» **SUPPLIED RECORDS**
▬▬▬▬▬▬▬▬▬▬
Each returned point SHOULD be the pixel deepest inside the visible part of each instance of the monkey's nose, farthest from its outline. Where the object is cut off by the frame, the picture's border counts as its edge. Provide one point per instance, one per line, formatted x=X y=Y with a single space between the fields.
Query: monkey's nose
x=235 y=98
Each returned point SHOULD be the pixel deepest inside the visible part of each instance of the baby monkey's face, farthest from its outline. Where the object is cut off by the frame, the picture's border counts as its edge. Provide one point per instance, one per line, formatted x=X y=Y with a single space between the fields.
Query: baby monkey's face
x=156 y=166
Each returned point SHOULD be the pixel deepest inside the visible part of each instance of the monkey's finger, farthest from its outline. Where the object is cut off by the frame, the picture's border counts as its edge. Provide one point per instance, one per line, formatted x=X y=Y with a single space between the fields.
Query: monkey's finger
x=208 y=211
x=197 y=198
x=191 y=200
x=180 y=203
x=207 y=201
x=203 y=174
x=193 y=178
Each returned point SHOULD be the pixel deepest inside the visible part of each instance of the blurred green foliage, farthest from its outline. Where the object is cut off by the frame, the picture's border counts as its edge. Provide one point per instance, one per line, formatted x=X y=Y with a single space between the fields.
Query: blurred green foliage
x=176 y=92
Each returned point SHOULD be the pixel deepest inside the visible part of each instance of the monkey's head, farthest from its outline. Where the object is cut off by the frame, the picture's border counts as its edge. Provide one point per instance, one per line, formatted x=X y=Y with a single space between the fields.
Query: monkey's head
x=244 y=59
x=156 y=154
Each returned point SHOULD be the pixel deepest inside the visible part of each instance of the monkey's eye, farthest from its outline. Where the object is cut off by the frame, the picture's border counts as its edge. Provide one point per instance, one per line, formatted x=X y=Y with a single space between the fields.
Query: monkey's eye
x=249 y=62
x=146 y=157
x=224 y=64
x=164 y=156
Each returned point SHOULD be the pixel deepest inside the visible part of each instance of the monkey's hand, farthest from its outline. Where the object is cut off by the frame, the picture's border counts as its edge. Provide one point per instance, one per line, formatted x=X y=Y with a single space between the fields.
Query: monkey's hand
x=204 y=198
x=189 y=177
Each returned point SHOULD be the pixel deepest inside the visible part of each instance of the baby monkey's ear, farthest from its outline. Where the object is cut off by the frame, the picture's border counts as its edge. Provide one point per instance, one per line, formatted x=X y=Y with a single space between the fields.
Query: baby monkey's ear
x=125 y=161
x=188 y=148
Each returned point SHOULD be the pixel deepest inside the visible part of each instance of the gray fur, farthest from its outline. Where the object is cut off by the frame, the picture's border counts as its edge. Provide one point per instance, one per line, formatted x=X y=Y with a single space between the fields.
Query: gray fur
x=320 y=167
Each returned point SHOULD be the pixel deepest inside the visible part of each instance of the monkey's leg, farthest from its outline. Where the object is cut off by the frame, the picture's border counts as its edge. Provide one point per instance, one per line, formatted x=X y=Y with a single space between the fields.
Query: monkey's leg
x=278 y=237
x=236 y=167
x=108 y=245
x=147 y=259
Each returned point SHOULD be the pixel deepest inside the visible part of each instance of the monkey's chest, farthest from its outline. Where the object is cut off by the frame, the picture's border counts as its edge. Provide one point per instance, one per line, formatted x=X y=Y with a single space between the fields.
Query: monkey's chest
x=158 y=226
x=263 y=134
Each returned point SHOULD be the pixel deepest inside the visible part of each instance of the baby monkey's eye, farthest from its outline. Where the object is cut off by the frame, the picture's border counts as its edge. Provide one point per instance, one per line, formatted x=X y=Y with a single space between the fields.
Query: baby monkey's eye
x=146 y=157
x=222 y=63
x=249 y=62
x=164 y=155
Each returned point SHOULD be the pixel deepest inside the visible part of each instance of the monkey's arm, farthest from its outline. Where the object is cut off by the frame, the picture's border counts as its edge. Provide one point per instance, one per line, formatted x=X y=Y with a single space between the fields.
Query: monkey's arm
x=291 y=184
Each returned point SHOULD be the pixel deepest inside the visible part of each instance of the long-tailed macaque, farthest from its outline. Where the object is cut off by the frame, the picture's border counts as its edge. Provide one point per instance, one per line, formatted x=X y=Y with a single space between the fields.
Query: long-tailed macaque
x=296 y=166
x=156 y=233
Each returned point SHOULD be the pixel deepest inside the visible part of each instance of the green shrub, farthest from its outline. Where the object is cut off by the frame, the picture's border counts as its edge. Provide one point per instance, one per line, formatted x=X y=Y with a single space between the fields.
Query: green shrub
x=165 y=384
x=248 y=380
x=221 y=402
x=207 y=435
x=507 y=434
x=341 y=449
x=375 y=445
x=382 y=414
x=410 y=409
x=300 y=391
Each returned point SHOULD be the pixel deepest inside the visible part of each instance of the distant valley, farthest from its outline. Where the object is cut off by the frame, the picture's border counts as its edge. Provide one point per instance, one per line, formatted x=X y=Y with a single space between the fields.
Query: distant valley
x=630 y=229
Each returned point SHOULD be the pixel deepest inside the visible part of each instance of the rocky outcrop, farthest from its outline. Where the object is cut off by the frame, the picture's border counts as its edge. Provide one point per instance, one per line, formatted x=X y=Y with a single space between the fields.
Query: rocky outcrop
▬▬▬▬▬▬▬▬▬▬
» **WORK REQUIRED**
Every line of the material should be transcribed without alteration.

» **SOLVED EXERCISE**
Each returned point SHOULD be the pixel deepest inside the visible part of each instance of the monkey's nose, farthest from its outline. Where the object is cut off by the frame, the picture's border counts as its edge. Provide one point per instance, one per line, formatted x=X y=Y with a single space between the fields.
Query: monkey's nose
x=235 y=98
Each returned point SHOULD be the pixel deepest inside the visible part of each instance of the baby monkey's face, farthest from its outline. Where the object is cut off by the frame, the picture's border counts as its edge. Provide one point per instance, one per line, formatted x=X y=Y with a single space between the fields.
Query: baby monkey's face
x=156 y=166
Each returned point SHOULD be the pixel deepest inside the visible part of each instance of the monkey's finger, farthest from its outline. Where the object is cut off by the frame, the picture's border counts as its edge. Provide one point per instance, one per line, formatted x=X y=Y with a single space between the fields.
Query: monkey's finger
x=208 y=211
x=197 y=198
x=191 y=200
x=180 y=203
x=207 y=201
x=203 y=174
x=193 y=178
Each returned point SHOULD be the pixel deepest inside the visible part of each instance of the blurred green foliage, farthest from its outline. Where the object is cut off by the frame, the picture's border counts as its edge. Provide one point per instance, one per line, formatted x=X y=Y with a single space between the fields.
Query: blurred green foliage
x=176 y=92
Each returned point SHOULD be the pixel deepest inside the visible part of each instance of the monkey's head, farthest from its outline. Where the object is cut off by the frame, the picture's border counts as its edge. Provide one point per instance, one per line, formatted x=X y=Y with a single space between the fields.
Query: monkey's head
x=244 y=59
x=156 y=154
Each returned point SHOULD be the pixel deepest inside the visible part of each instance of the monkey's eye, farthest from its outline. Where the object is cut off by the frame, the picture's border counts as its edge. Provide one point per instance, one per line, formatted x=X y=Y with a single space between the fields.
Query: monkey's eye
x=249 y=62
x=146 y=157
x=224 y=64
x=164 y=156
Each returned point SHOULD be the pixel deepest inside the visible part of each instance of the monkey's hand, farthest from its outline. Where the object is cut off by the frame, the picture's border counts as its edge. Provide one point per instance, one per line, formatted x=X y=Y with a single space between the fields.
Query: monkey's hand
x=204 y=198
x=189 y=177
Each returned point SHOULD be the pixel deepest inside the visible part of each instance of the baby monkey's ear, farthest from its outline. Where the object is cut off by the frame, the picture's border counts as its edge. Provide one point per instance, one per line, formatted x=X y=Y with a single space between the fields.
Query: baby monkey's ear
x=125 y=161
x=188 y=148
Each returned point SHOULD be the pixel deepest inside the visible part of each instance of the gray fur, farthest from its outline. Where the object is cut off by the frame, the picture's border counts as its edge. Provide one point per instance, one per line, formatted x=X y=Y with a single space between the fields.
Query: gray fur
x=320 y=167
Each returned point SHOULD be the pixel deepest inside the visible part of each instance of the monkey's leg, farthest from its outline. Where the object is cut off by the frame, the picture's border counts as its edge. Provide one point per instance, one per line, formatted x=X y=Y with a single space between the fields.
Query: monkey's leg
x=278 y=237
x=236 y=167
x=108 y=245
x=147 y=259
Each returned point SHOULD be the pixel deepest inside the visible part of each instance of the monkey's chest, farthest from its outline. Where the object is cut off by the frame, the picture's border counts as its edge. Provide one point per instance, one per line, formatted x=X y=Y with a single space between the fields.
Query: monkey's chest
x=158 y=226
x=263 y=134
Each returned point SHOULD be the pixel deepest inside the visible part of each instance of the baby monkey's eye, farthest from its outline. Where the object is cut off by the frame, the picture's border counts as its edge. Provide one point per instance, one per line, formatted x=X y=Y with a single space between the fields.
Query: baby monkey's eye
x=146 y=157
x=222 y=63
x=249 y=62
x=164 y=155
Each returned point SHOULD be the pixel deepest inside the visible part of each instance of the monkey's arm, farthest from its outline. Where the object is cut off by the frame, the picture's border counts as its edge. Provide one point per instance, one per line, formatted x=X y=Y with a single space between the fields.
Query: monkey's arm
x=291 y=184
Each returned point SHOULD be the pixel deepest inside the visible part of each instance of the long-tailed macaque, farthest from its outline. Where the object is cut off by the frame, the picture's border counts as its edge. Provide one point per instance, one per line, formatted x=X y=Y with a single space between the fields.
Query: long-tailed macaque
x=296 y=166
x=156 y=233
Each returned point SHOULD be the pixel deepest inside the visible part of each instance of the green shrub, farthest from its outline. Where the object is cut off by the frame, the picture's border counts as its edge. Provide one point per instance, one per line, formatted x=X y=Y with a single space between the fields.
Query: green shrub
x=165 y=384
x=248 y=380
x=221 y=402
x=207 y=435
x=507 y=434
x=341 y=449
x=375 y=445
x=382 y=414
x=410 y=409
x=300 y=391
Each returned point SHOULD be the pixel deepest inside the visible part of each instance of the distant valley, farthest from its outline. Where the object is cut off by the frame, the picture's border counts as its edge. Provide one point per instance, one per line, formatted x=X y=Y with a single space between the fields.
Query: distant valley
x=630 y=229
Each returned point SHOULD be the pixel deepest inside the visible part of each instance of the rocky outcrop, farthest from its outline. Where the object is cut off by the frame, the picture's border counts as its edge. Provide one point per instance, one per line, formatted x=X y=Y with a single space between the fields.
Query: rocky outcrop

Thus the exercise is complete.